**Exercise brief**
In the article on Siyasi Muslims, reproduce verbatim everything from "Siyasi Muslims: In" down to "are ‘Muslim issues’?".

— start of Provided passage —

Tag Archives: Book – Siyasi Muslim – A story of Political Islam in India

Siyasi Muslims: In a new book, Hilal Ahmed argues for a more nuanced understanding of political Islams in India

NEW DELHI :

In Siyasi Muslims, Hilal Ahmed offers “an evocative story of politics and Islam in India, which goes beyond the given narratives of Muslim victimhood and Islamic separation”

How do we make sense of the Muslims of India? Do they form a political community? Does the imagined conflict between Islam and modernity affect the Muslims’ political behaviour in this country? Are Muslim religious institutions, such as mosques and madrasas, directly involved in politics? Do they instruct the community to vote strategically in all elections? What are ‘Muslim issues’?

These are just a few of the questions Siyasi Muslims (Penguin India), a recently published book by Hilal Ahmed, attempts to answer. “Examining the everydayness of Muslims in contemporary India, Hilal Ahmed offers an evocative story of politics and Islam in India, which goes beyond the given narratives of Muslim victimhood and Islamic separation,” a synopsis for Siyasi Muslims reads.

Ahmed, who is associate professor at the Centre for the Study of Developing Societies in New Delhi, discusses some of the ideas articulated in his book in this interview with Firstpost.

— end of Provided passage —
— start of Entries provided —

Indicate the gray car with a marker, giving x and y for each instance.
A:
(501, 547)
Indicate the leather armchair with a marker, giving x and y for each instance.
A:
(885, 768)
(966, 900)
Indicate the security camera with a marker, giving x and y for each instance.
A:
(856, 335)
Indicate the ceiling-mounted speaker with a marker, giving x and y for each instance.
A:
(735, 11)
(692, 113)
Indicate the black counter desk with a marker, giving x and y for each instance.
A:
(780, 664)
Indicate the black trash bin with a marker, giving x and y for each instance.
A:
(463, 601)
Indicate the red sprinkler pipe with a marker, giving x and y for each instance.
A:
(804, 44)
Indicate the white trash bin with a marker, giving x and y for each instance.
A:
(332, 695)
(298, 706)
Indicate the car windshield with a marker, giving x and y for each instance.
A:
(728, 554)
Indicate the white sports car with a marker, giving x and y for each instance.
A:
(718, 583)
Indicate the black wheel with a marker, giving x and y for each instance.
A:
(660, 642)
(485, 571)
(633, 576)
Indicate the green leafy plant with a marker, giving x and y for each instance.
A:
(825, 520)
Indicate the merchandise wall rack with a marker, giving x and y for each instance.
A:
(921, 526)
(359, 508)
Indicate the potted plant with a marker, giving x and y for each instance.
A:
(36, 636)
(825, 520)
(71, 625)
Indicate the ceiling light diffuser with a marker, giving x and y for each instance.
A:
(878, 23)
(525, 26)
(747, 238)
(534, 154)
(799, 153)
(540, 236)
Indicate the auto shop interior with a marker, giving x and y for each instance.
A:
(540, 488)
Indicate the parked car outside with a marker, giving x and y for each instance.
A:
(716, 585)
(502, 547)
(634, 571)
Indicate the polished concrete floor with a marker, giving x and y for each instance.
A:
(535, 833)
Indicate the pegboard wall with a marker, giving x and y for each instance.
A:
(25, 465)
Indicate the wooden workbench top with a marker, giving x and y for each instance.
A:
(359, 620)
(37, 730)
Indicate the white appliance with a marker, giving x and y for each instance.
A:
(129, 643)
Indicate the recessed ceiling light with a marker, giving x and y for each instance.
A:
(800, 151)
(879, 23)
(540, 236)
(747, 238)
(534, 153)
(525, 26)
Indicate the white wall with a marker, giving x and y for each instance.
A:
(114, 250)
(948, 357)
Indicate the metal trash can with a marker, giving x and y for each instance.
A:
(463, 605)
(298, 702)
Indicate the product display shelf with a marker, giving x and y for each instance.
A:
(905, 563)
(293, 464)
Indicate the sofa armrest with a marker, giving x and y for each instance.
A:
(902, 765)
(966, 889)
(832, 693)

— end of Entries provided —

**Task result**
Siyasi Muslims: In a new book, Hilal Ahmed argues for a more nuanced understanding of political Islams in India

NEW DELHI :

In Siyasi Muslims, Hilal Ahmed offers “an evocative story of politics and Islam in India, which goes beyond the given narratives of Muslim victimhood and Islamic separation”

How do we make sense of the Muslims of India? Do they form a political community? Does the imagined conflict between Islam and modernity affect the Muslims’ political behaviour in this country? Are Muslim religious institutions, such as mosques and madrasas, directly involved in politics? Do they instruct the community to vote strategically in all elections? What are ‘Muslim issues’?